Segmentation dataset excerpts:
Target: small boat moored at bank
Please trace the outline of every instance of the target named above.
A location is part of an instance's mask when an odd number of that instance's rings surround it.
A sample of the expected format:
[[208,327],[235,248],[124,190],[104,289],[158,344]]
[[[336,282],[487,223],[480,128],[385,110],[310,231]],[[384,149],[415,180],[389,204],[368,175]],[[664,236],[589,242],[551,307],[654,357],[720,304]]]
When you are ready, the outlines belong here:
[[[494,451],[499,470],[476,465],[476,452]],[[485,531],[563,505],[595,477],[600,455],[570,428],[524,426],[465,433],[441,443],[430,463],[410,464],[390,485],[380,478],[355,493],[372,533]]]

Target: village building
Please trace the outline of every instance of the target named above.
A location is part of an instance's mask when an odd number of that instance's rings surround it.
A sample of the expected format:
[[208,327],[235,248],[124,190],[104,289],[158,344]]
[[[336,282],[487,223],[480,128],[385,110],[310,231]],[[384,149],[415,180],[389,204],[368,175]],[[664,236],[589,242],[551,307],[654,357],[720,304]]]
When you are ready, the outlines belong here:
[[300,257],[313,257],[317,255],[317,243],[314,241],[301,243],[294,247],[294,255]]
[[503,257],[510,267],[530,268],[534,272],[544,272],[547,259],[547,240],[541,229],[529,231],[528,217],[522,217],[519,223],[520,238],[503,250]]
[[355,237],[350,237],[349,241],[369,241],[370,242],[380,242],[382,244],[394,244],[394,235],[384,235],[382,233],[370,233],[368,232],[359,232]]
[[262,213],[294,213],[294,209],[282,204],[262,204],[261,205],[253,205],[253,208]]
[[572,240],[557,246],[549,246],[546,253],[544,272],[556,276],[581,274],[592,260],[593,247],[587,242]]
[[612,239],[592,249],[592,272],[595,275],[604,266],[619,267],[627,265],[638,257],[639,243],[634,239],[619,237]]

*Problem details*
Reproduce all of the records above line for line, without changing anything.

*Response to this exercise*
Target: small boat moored at bank
Please trace the outline of every instance of the target named above.
A location is part of an instance's mask when an odd number of that instance's rings surround it.
A sample of the expected format:
[[208,327],[235,248],[124,190],[104,289],[158,344]]
[[[336,282],[487,223],[480,128],[385,110],[310,231]],[[384,149],[415,180],[389,204],[368,175]],[[664,236],[589,242],[551,307],[654,357],[720,304]]]
When you are ready, the outlines belong here:
[[[494,451],[499,470],[476,465],[476,452]],[[485,531],[563,505],[595,477],[600,455],[570,428],[524,426],[465,433],[441,443],[430,463],[410,464],[390,485],[380,478],[355,493],[372,533]]]

Target: village building
Please trace the outline of every instance of the target named above.
A location is part of an instance's mask when an odd number of that instance's rings surround it.
A sample of the expected format:
[[208,327],[235,248],[124,190],[104,289],[158,344]]
[[[336,282],[487,223],[480,128],[385,110],[310,231]],[[384,149],[415,180],[389,204],[368,175]],[[664,236],[589,242],[551,307],[654,357],[720,304]]]
When you are ready, the outlines belong here:
[[300,257],[313,257],[317,255],[317,243],[314,241],[301,243],[294,247],[294,255]]
[[503,257],[510,267],[530,268],[534,272],[544,272],[547,259],[547,240],[541,229],[529,231],[528,217],[522,217],[519,223],[520,238],[503,250]]
[[355,237],[350,237],[349,241],[369,241],[370,242],[380,242],[382,244],[394,244],[394,235],[384,235],[382,233],[370,233],[368,232],[359,232]]
[[262,213],[294,213],[294,209],[282,204],[262,204],[261,205],[253,205],[253,208]]
[[572,240],[557,246],[549,246],[546,253],[544,272],[556,276],[581,274],[592,260],[593,247],[587,242]]
[[612,239],[592,249],[592,272],[595,275],[604,266],[619,267],[627,265],[638,257],[639,243],[634,239],[619,237]]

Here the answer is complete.